### Description of the task
In the stretch from the line containing "of the blurred" through the end of the records, swap "instance" for "occurrence" and leave everything else unchanged. Give only that stretch, without the pictures.

- - - - - - -

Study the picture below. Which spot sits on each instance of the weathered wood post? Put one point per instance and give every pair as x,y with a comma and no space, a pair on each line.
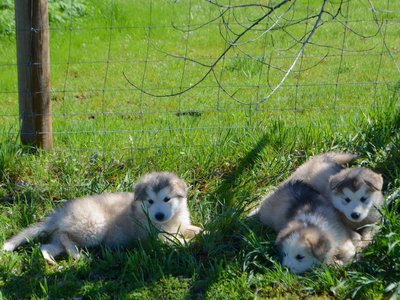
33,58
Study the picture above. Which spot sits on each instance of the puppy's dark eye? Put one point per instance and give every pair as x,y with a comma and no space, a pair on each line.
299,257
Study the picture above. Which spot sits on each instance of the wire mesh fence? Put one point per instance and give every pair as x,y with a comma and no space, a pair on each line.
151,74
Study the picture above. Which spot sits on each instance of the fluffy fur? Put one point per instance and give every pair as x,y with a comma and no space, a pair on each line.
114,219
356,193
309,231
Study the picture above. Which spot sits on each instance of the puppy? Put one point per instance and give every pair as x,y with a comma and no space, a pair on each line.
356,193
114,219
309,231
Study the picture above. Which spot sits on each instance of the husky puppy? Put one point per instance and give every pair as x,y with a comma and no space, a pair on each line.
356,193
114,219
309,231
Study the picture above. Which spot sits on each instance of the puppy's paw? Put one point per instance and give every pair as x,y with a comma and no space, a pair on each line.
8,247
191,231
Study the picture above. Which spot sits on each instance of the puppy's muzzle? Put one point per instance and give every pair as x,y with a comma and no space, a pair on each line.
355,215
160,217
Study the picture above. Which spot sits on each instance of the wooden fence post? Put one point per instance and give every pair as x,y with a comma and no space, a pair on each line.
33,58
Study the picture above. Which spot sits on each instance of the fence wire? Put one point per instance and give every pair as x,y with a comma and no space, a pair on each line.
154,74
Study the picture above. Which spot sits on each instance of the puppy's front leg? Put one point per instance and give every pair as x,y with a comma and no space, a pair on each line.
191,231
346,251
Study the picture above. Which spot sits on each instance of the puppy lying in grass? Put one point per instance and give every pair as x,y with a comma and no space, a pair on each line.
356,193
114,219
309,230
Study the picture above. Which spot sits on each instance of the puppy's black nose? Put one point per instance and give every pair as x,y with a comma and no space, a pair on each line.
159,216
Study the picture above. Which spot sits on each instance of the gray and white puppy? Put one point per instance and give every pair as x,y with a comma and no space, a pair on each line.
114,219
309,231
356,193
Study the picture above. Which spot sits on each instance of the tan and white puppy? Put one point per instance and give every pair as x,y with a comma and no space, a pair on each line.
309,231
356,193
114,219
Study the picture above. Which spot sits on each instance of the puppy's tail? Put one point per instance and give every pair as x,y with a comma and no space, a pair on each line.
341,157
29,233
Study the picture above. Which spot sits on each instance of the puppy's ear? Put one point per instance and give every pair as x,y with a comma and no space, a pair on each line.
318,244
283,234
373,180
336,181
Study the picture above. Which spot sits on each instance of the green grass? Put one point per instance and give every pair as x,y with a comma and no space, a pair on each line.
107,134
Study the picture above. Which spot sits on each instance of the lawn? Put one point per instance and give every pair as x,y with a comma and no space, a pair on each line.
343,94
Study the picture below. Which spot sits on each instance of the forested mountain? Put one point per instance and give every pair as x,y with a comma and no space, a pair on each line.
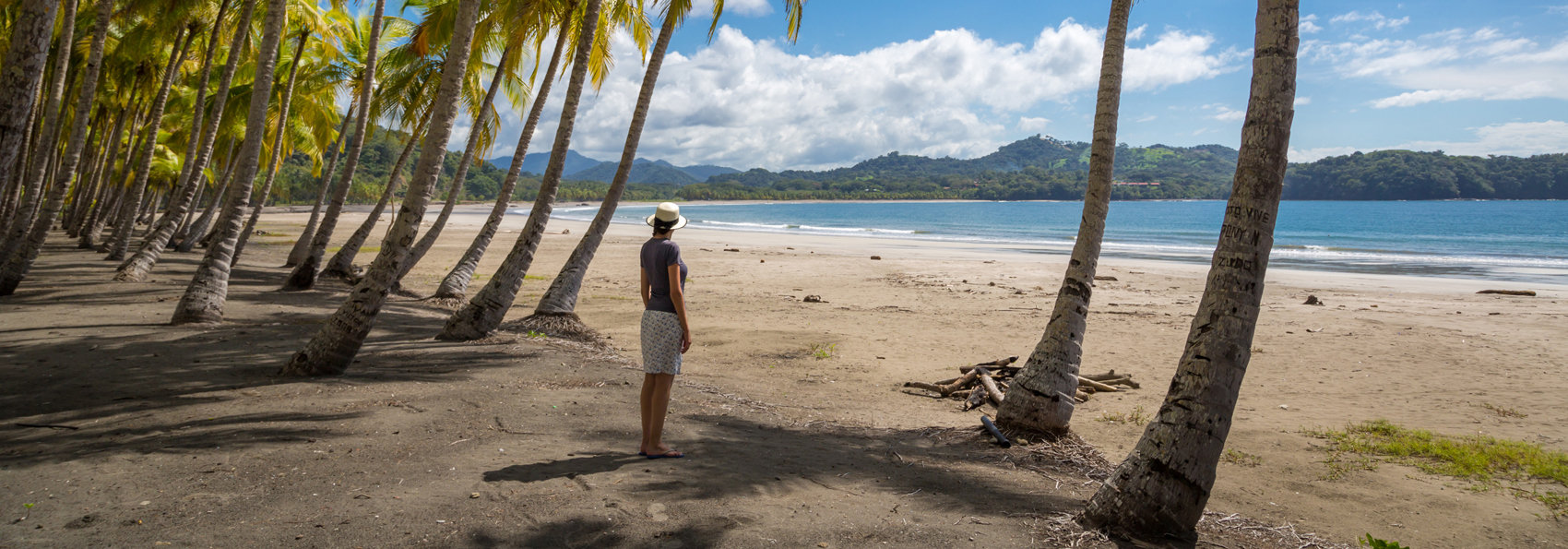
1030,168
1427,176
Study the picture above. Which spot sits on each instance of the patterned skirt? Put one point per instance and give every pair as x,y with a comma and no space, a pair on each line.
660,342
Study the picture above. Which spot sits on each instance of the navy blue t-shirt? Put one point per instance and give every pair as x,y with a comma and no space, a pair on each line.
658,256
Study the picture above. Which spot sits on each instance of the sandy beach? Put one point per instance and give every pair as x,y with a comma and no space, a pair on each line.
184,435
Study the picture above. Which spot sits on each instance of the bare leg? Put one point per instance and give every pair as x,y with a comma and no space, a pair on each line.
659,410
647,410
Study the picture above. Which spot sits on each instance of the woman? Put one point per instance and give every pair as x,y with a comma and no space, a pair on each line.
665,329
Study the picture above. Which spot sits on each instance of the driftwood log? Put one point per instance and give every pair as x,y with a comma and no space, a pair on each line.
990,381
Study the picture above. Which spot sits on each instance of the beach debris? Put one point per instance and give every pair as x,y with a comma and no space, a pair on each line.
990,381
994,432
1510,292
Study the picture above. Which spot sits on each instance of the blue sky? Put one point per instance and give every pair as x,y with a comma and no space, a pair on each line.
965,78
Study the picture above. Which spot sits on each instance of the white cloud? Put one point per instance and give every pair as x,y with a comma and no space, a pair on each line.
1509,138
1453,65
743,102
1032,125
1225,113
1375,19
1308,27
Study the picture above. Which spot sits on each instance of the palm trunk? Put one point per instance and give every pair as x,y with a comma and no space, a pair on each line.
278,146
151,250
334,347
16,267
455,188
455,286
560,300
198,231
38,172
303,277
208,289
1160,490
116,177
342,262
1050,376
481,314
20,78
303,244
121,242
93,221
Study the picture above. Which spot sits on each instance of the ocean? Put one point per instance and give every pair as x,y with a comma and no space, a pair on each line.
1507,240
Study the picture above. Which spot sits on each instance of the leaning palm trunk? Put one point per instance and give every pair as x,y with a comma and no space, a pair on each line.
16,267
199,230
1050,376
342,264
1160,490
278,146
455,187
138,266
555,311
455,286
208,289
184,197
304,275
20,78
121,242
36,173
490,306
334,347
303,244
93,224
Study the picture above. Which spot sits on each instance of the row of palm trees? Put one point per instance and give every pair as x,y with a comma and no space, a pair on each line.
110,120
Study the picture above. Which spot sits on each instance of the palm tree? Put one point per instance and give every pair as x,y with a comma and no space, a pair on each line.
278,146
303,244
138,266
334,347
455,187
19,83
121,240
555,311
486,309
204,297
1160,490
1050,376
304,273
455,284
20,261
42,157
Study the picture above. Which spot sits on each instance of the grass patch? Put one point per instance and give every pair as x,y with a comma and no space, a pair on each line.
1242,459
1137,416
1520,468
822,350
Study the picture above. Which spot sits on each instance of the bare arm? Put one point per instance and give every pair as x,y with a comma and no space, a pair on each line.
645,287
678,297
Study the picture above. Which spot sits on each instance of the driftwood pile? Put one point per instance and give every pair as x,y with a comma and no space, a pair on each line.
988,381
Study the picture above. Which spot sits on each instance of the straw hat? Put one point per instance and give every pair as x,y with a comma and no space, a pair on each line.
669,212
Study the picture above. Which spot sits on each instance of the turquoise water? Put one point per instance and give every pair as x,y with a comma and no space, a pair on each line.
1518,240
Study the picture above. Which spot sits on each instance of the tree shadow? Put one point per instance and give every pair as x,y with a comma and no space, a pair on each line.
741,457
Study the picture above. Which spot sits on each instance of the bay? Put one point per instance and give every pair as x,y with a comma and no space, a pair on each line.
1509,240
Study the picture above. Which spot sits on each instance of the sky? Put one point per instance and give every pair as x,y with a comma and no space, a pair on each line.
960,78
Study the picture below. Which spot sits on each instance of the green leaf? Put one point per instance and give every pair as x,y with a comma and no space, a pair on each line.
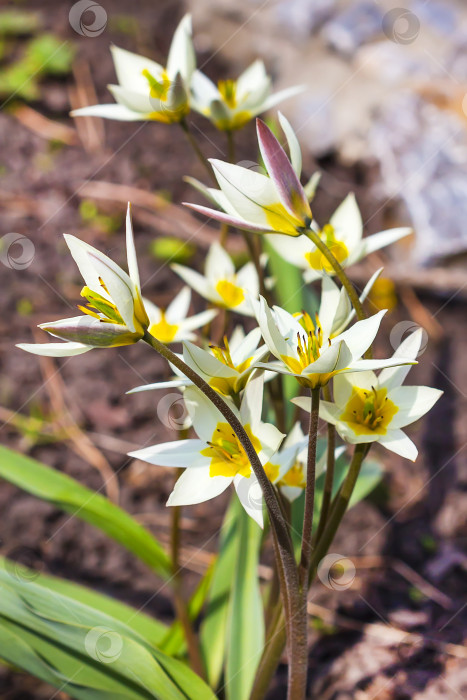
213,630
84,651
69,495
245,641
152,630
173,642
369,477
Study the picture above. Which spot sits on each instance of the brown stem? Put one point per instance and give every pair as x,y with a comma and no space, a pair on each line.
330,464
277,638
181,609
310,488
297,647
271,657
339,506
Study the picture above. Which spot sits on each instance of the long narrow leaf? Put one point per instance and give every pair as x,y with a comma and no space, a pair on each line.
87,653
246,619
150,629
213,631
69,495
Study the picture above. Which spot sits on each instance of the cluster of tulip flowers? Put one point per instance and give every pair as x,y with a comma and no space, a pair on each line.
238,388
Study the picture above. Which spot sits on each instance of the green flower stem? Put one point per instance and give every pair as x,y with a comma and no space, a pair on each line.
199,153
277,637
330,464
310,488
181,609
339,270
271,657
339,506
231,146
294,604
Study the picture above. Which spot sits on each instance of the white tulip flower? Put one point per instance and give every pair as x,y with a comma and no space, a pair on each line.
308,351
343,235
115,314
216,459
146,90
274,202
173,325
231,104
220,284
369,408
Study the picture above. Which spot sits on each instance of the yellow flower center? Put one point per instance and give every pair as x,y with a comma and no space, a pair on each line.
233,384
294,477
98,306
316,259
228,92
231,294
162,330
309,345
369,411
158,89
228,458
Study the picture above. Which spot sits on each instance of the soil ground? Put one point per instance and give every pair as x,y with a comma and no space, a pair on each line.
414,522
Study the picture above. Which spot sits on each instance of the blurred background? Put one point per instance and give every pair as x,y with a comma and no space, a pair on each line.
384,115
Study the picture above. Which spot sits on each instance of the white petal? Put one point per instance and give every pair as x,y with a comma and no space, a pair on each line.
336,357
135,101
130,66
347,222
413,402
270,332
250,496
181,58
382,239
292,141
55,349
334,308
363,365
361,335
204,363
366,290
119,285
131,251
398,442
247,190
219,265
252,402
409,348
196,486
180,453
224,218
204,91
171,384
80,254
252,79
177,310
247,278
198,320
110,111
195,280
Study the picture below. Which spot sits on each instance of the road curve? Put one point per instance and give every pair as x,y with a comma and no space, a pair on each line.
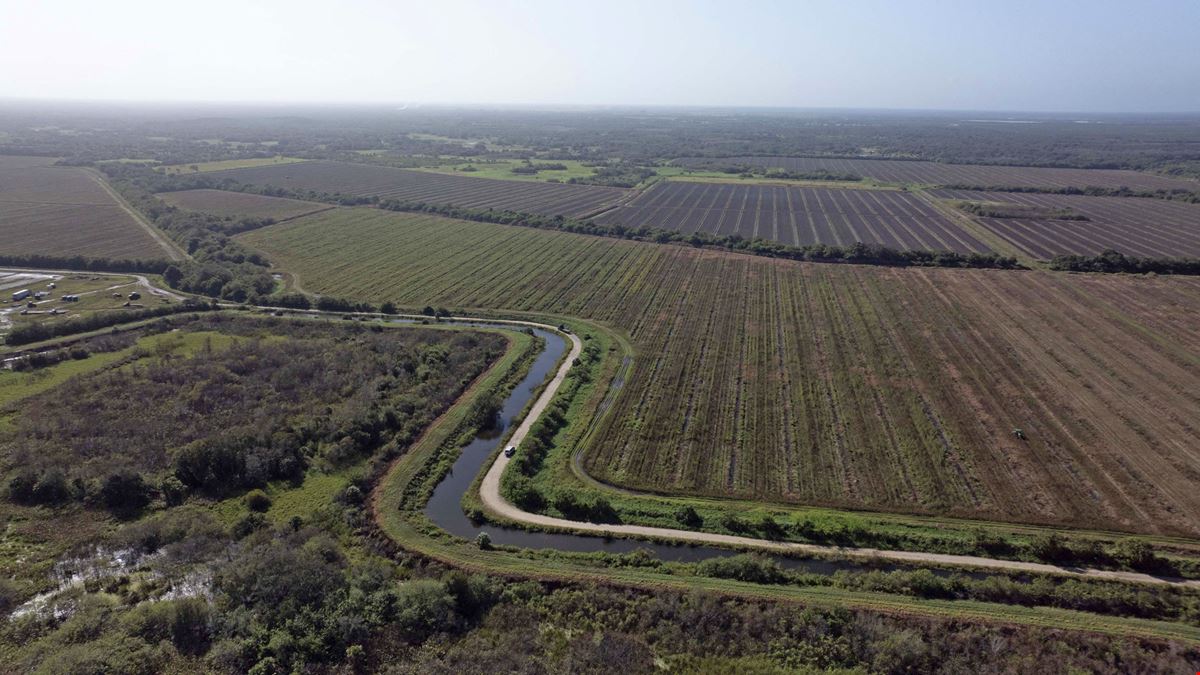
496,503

- - - - - - -

### Full output
Study the picture above. Which spot sits on each occurrence of the blurred background? Put one point per occurrence and give every pair as x,y with a comma and no space, a pair on each line.
384,115
Study the picture above. Which spot sits on each occurrence of the white petal? Put one point per occurrence and give every pair as x,y with a comma and no space, a pair on each line.
336,357
135,101
130,66
347,222
413,402
270,332
250,496
181,58
382,239
292,141
55,349
334,308
363,365
361,335
204,363
366,290
119,285
131,251
398,442
247,190
219,265
252,402
409,348
196,486
180,453
224,218
204,91
171,384
80,254
252,79
177,310
247,278
198,320
110,111
195,280
Study the picture below. Which spot sits on each occurrence of the road curve? Put one point per occurrence and give every pair as x,y with a comma and no space, a pair on each line.
496,503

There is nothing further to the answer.